● **What is being asked**
Continue the news story on the salmonella outbreak, picking up after its last sentence, not the entries that follow it.

● **Selected excerpt**
Illinois residents among victims as salmonella outbreak sickens scores nationwide

8 of 90 salmonella cases are in Illinois

Eight people in Illinois are among 93 nationwide who have been sickened by a salmonella outbreak, but a source of the cases has not been confirmed yet, state and federal health officials said today.

Five of the Illinois cases were reported in Chicago, while two were in Will County and one was in suburban Cook County, said Melaney Arnold, a spokeswoman for the state Department of Public Health.

The Illinois residents who were infected began feeling sick between Feb. 11 and March 12, Arnold said. Two of them required hospitalization, she said.

The outbreak involving salmonella bareilly, an unusual type of salmonella, has been reported in 18 other states and the District of Columbia, according to the Centers for Disease Control and Prevention. The illnesses began between Jan. 28 and March 23, the agency said.

Ten people were hospitalized across the country, but no deaths have been reported, according to the CDC. New York had 23 cases, the most of any state, followed by Illinois, Wisconsin and Maryland with eight each. People who fell ill range from 4 to 78 years old, according to the agency.

● **Records**
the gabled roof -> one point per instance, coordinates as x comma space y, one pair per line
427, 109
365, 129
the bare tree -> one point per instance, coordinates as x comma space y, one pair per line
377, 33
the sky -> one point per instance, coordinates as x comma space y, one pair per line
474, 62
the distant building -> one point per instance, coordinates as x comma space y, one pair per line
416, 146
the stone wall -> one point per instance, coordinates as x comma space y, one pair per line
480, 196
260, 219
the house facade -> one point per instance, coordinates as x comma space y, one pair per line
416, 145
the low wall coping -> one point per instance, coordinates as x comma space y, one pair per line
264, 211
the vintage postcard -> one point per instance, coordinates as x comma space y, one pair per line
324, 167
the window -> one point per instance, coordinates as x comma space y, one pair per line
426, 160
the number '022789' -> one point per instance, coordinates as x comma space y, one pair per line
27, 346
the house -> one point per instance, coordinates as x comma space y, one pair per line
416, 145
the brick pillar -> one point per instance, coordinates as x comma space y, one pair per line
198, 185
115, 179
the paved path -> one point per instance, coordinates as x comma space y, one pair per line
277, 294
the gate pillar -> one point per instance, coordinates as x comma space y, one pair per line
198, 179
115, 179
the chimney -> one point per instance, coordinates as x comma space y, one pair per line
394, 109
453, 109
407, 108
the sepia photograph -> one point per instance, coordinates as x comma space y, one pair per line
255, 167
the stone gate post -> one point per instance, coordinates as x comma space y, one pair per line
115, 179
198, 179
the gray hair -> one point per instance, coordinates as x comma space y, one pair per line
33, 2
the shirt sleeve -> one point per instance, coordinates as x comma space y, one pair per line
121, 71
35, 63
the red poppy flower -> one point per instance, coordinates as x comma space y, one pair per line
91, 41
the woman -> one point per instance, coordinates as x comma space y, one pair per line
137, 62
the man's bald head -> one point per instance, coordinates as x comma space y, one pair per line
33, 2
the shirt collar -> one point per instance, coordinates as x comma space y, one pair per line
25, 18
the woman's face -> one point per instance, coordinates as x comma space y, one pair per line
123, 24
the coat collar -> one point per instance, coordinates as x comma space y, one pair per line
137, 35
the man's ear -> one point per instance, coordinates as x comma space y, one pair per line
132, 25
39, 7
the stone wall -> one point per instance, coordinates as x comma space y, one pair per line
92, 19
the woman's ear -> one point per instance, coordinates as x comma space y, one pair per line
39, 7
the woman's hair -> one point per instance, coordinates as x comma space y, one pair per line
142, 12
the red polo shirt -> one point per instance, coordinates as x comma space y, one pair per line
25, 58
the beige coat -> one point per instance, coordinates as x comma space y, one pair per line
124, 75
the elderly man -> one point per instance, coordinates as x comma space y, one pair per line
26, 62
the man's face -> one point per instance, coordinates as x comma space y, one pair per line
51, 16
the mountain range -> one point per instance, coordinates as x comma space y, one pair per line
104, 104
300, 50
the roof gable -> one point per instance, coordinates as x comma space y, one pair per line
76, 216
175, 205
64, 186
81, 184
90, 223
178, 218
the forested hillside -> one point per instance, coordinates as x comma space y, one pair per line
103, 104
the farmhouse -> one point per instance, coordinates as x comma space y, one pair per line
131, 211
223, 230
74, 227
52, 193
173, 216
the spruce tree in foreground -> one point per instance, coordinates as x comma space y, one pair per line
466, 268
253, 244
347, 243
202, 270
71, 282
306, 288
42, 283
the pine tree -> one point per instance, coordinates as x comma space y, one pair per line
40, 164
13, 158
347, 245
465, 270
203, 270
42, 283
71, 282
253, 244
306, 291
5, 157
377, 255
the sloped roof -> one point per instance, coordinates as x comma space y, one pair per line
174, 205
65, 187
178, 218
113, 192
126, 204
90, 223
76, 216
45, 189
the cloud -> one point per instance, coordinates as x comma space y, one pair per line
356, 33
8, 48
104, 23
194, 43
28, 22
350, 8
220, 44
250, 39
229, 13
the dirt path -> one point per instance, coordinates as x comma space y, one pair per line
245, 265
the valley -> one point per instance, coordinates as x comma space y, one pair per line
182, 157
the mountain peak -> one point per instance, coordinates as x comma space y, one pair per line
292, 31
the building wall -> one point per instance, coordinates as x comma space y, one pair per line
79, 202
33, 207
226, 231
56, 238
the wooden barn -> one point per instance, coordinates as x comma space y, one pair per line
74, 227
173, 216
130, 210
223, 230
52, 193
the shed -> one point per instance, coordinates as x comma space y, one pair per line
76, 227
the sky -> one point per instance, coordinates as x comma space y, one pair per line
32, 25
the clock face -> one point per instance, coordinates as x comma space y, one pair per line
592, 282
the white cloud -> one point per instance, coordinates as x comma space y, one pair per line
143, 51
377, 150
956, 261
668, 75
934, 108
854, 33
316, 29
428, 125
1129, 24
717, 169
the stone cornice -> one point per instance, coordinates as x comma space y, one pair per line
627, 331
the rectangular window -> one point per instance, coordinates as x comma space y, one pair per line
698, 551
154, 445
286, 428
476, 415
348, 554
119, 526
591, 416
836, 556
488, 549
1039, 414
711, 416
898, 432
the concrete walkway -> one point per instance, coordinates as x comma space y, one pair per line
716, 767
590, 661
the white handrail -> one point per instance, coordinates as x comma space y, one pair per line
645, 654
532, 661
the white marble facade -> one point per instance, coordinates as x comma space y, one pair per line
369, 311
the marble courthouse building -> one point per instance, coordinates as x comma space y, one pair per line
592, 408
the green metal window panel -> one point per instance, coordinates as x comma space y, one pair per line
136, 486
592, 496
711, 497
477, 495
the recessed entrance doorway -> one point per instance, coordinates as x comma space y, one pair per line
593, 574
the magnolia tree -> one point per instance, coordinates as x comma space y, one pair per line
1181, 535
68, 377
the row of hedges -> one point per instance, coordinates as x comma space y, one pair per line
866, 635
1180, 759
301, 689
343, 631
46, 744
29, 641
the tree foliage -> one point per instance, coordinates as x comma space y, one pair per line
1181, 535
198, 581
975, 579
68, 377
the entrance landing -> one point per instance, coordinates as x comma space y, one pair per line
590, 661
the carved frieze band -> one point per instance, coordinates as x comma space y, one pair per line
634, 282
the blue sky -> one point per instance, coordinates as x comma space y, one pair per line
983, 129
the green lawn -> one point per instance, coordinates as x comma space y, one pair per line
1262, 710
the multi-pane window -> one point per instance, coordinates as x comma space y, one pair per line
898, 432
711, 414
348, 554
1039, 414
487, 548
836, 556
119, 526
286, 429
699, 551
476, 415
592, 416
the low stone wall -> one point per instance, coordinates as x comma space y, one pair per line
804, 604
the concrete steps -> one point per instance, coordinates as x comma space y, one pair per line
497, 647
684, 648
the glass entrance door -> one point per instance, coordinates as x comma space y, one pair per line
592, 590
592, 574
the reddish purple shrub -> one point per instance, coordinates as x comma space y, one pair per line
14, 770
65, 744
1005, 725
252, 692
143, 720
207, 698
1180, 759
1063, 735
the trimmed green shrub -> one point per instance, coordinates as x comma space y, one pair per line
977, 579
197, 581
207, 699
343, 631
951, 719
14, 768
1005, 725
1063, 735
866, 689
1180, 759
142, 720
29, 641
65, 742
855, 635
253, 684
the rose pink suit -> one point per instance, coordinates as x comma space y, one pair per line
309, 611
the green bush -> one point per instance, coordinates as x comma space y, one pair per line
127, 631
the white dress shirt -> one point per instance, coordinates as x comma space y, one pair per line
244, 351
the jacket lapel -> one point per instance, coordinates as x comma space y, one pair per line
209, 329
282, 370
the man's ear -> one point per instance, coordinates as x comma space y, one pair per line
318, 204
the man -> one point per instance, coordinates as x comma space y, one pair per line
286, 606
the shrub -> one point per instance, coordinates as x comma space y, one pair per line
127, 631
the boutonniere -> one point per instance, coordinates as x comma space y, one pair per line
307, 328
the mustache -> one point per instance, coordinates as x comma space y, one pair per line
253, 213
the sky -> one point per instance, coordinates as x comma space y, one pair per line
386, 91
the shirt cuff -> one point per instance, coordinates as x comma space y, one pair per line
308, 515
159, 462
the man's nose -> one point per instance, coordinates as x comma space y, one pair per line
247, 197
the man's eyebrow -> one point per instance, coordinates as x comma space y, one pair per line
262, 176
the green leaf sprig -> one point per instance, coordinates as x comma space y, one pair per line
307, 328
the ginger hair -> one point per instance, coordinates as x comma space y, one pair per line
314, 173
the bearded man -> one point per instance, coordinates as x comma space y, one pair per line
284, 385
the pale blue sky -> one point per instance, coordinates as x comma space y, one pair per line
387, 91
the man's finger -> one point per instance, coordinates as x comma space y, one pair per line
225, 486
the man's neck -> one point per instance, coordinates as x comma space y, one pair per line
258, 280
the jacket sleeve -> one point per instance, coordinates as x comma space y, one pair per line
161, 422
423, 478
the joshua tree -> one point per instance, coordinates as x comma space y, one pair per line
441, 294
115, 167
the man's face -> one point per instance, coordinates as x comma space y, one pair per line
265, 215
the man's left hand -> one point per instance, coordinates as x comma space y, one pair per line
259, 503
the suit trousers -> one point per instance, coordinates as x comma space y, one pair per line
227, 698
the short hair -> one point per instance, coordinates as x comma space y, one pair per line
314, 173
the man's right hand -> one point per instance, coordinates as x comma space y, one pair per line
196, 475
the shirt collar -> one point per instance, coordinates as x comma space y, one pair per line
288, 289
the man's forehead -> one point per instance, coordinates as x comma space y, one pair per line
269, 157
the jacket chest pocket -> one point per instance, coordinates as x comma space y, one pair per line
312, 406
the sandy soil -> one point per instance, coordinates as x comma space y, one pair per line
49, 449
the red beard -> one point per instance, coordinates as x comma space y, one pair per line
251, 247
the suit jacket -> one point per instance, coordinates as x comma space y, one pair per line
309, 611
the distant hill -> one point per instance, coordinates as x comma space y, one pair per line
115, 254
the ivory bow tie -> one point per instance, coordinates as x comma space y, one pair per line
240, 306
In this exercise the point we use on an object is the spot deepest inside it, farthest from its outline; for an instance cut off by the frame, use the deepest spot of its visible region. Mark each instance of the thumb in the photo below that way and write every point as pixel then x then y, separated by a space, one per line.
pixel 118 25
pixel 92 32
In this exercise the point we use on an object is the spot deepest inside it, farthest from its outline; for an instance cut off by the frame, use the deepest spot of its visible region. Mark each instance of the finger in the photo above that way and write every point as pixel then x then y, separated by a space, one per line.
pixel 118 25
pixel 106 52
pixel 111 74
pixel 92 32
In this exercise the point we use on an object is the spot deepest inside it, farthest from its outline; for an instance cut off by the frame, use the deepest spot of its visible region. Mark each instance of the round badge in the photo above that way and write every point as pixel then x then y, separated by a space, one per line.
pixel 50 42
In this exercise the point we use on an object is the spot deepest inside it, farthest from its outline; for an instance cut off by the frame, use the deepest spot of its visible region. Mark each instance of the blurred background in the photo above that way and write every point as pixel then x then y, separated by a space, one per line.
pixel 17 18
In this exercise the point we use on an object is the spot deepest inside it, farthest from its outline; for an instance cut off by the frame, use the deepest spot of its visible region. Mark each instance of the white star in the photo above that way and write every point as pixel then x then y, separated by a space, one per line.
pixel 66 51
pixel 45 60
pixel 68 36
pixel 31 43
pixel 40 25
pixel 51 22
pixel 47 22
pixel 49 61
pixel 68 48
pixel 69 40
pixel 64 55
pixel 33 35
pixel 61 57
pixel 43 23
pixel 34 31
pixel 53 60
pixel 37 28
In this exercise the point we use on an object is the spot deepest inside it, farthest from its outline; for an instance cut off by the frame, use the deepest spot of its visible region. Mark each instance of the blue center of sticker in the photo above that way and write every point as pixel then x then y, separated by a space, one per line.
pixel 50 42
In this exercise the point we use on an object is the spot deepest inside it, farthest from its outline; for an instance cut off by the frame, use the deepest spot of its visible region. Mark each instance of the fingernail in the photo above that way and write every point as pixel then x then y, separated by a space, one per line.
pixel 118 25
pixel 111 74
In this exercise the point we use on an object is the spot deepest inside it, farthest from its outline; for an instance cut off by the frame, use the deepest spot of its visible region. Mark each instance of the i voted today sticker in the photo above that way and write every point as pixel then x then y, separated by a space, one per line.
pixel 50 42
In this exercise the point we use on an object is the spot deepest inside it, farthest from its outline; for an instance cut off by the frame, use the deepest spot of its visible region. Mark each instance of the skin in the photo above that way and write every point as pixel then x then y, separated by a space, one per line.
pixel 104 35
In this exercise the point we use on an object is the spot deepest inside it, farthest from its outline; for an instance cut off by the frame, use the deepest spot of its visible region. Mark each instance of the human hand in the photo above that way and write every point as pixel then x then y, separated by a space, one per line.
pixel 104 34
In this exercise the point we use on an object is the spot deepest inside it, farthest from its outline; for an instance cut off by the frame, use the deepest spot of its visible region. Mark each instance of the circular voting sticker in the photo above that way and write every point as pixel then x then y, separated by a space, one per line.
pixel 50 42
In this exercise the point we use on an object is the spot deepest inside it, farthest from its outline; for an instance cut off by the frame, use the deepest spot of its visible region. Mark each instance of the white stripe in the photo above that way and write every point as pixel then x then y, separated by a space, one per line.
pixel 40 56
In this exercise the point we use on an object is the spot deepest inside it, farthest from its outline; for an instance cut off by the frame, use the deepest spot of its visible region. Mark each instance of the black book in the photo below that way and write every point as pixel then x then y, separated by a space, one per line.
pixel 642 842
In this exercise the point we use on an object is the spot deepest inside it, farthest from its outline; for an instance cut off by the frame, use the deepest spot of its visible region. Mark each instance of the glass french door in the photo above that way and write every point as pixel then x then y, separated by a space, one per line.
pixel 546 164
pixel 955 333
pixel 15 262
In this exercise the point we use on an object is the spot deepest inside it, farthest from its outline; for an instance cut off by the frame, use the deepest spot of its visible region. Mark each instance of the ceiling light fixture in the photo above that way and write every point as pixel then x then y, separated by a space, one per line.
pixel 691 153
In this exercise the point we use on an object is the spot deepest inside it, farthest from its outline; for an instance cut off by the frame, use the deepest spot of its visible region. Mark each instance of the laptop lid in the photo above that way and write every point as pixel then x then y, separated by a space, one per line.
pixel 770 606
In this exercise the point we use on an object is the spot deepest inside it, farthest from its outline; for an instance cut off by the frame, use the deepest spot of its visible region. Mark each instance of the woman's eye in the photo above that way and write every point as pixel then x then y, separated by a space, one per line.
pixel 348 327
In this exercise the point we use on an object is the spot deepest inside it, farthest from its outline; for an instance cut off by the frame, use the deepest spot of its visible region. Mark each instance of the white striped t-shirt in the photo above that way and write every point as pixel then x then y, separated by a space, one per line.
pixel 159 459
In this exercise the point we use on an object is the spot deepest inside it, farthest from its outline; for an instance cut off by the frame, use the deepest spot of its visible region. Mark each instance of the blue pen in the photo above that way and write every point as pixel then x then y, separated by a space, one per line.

● **Response below**
A food source for the salmonella has not been confirmed, but many of the people who were sick reported eating sushi, sashimi or similar foods in the week before symptoms began, the CDC said in a statement.

The CDC, the Food and Drug Administration and state and local health agencies are trying to find and interview other victims to help identify the source of the infections, officials said.

Because the source has not been identified, Illinois health officials are not advising people to avoid any specific foods or restaurants, Arnold said. People who think they may have become sick from eating contaminated food should contact their doctors, she said.

Salmonella infections often cause diarrhea, fever and abdominal cramps within 12 to 72 hours, according to the CDC. Symptoms usually last four to seven days. Most people recover without treatment, but severe cases can be fatal if not treated quickly with antibiotics, according to the agency.